Supplied text
1. Make the scallion brushes. Cut off and discard the roots and all but 3 inches of the green part of the scallions. Using a scissor or a small paring knife, cut slits about 1/2-inch deep into both sections of each scallion stalk, creating a fringe. Carefully fan out the fringed edges. Place the scallions in a bowl of ice water, and refrigerate for 2 hours or until the fringed edges curl up.
2. Prepare the dipping sauce. Stir together all ingredients and let the flavors meld for at least 30 minutes.
3. Start the latkes. In a large skillet, saute the scallions over moderately high heat in the oil until tender and just beginning to brown at the edges. Stir in the ginger, garlic and soy sauce, and cook, lifting and turning, for 2 -3 minutes. Remove with a slotted spoon and set aside to cool briefly.
4. Coarsely shred the potatoes, using the grating disk in a food processor. Transfer the potatoes to a colander or strainer and use your hands or a wooden spoon to press out as much moisture as possible. (Don't bother washing out food processor--you'll be using it again here.)
5. Remove the grating disk from the processor and replace with the steel blade. Return about 1/3 of the shredded potatoes to the work bowl of food processor and roughly puree, using pulse motion. Transfer the mixture to a large bowl, add the remaining coarsely shredded potatoes from the colander, and the egg, salt, pepper, baking powder, and matzah meal or flour. (You will need salt here--the soy sauce merely flavors the scallions. Putting in enough soy sauce would make the latkes too wet. Figure about 1 teaspoon of salt.) Stir in the sautéed scallions. Mix until thoroughly combined.
6. In a heavy, 10- to 12-inch skillet (cast-iron is ideal), heat about 1/4-inch oil over high heat until it is hot but not smoking. Using a 1/4-cup measure, drop the batter into the pan; then flatten the latkes with a spatula. Cook no more than 4 or 5 latkes at a time; crowding the pan will make the latkes soggy.

Records supplied
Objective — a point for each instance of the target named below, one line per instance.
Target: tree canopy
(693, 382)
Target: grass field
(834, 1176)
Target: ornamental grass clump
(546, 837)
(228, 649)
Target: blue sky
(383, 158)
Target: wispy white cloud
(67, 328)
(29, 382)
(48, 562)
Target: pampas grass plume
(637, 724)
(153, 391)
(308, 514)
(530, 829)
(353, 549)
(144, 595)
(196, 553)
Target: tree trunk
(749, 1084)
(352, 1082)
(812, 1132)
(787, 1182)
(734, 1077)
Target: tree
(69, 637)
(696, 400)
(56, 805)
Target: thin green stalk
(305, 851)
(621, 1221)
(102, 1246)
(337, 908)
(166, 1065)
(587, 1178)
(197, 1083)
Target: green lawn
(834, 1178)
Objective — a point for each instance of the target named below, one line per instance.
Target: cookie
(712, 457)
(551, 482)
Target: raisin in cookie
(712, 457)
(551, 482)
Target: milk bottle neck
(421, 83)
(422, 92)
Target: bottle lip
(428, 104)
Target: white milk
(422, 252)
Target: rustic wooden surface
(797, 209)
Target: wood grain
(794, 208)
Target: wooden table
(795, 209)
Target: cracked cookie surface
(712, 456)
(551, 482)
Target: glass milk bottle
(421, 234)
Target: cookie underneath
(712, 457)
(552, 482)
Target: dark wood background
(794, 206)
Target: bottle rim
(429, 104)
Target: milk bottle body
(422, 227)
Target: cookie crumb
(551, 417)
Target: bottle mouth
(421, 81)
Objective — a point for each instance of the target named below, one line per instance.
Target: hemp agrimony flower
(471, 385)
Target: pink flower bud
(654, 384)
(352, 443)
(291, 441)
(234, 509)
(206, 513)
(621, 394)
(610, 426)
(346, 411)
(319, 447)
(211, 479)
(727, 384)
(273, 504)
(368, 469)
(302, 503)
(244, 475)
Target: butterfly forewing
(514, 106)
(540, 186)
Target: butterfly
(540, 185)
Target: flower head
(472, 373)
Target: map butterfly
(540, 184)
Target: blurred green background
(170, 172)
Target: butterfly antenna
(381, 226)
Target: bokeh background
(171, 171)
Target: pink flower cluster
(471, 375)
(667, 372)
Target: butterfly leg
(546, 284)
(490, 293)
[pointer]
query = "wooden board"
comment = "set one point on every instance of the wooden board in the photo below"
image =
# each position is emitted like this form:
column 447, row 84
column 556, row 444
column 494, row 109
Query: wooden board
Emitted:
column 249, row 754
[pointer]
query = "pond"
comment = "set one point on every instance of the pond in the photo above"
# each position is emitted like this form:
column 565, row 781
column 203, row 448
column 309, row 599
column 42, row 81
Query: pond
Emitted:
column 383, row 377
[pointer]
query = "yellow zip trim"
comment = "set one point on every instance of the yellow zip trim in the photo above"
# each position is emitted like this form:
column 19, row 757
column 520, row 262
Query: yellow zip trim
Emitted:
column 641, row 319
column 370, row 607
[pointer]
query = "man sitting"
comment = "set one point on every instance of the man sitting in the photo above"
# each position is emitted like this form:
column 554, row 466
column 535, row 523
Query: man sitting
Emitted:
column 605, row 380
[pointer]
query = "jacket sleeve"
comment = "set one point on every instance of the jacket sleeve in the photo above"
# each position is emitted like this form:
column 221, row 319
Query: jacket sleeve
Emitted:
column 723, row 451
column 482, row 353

What is expected
Transcribe the latke recipe word for word, from start to finish. These rows have no connection to the latke recipe.

Expected answer
1. Make the scallion brushes. Cut off and discard the roots and all but 3 inches of the green part of the scallions. Using a scissor or a small paring knife, cut slits about 1/2-inch deep into both sections of each scallion stalk, creating a fringe. Carefully fan out the fringed edges. Place the scallions in a bowl of ice water, and refrigerate for 2 hours or until the fringed edges curl up.
2. Prepare the dipping sauce. Stir together all ingredients and let the flavors meld for at least 30 minutes.
3. Start the latkes. In a large skillet, saute the scallions over moderately high heat in the oil until tender and just beginning to brown at the edges. Stir in the ginger, garlic and soy sauce, and cook, lifting and turning, for 2 -3 minutes. Remove with a slotted spoon and set aside to cool briefly.
4. Coarsely shred the potatoes, using the grating disk in a food processor. Transfer the potatoes to a colander or strainer and use your hands or a wooden spoon to press out as much moisture as possible. (Don't bother washing out food processor--you'll be using it again here.)
5. Remove the grating disk from the processor and replace with the steel blade. Return about 1/3 of the shredded potatoes to the work bowl of food processor and roughly puree, using pulse motion. Transfer the mixture to a large bowl, add the remaining coarsely shredded potatoes from the colander, and the egg, salt, pepper, baking powder, and matzah meal or flour. (You will need salt here--the soy sauce merely flavors the scallions. Putting in enough soy sauce would make the latkes too wet. Figure about 1 teaspoon of salt.) Stir in the sautéed scallions. Mix until thoroughly combined.
6. In a heavy, 10- to 12-inch skillet (cast-iron is ideal), heat about 1/4-inch oil over high heat until it is hot but not smoking. Using a 1/4-cup measure, drop the batter into the pan; then flatten the latkes with a spatula. Cook no more than 4 or 5 latkes at a time; crowding the pan will make the latkes soggy.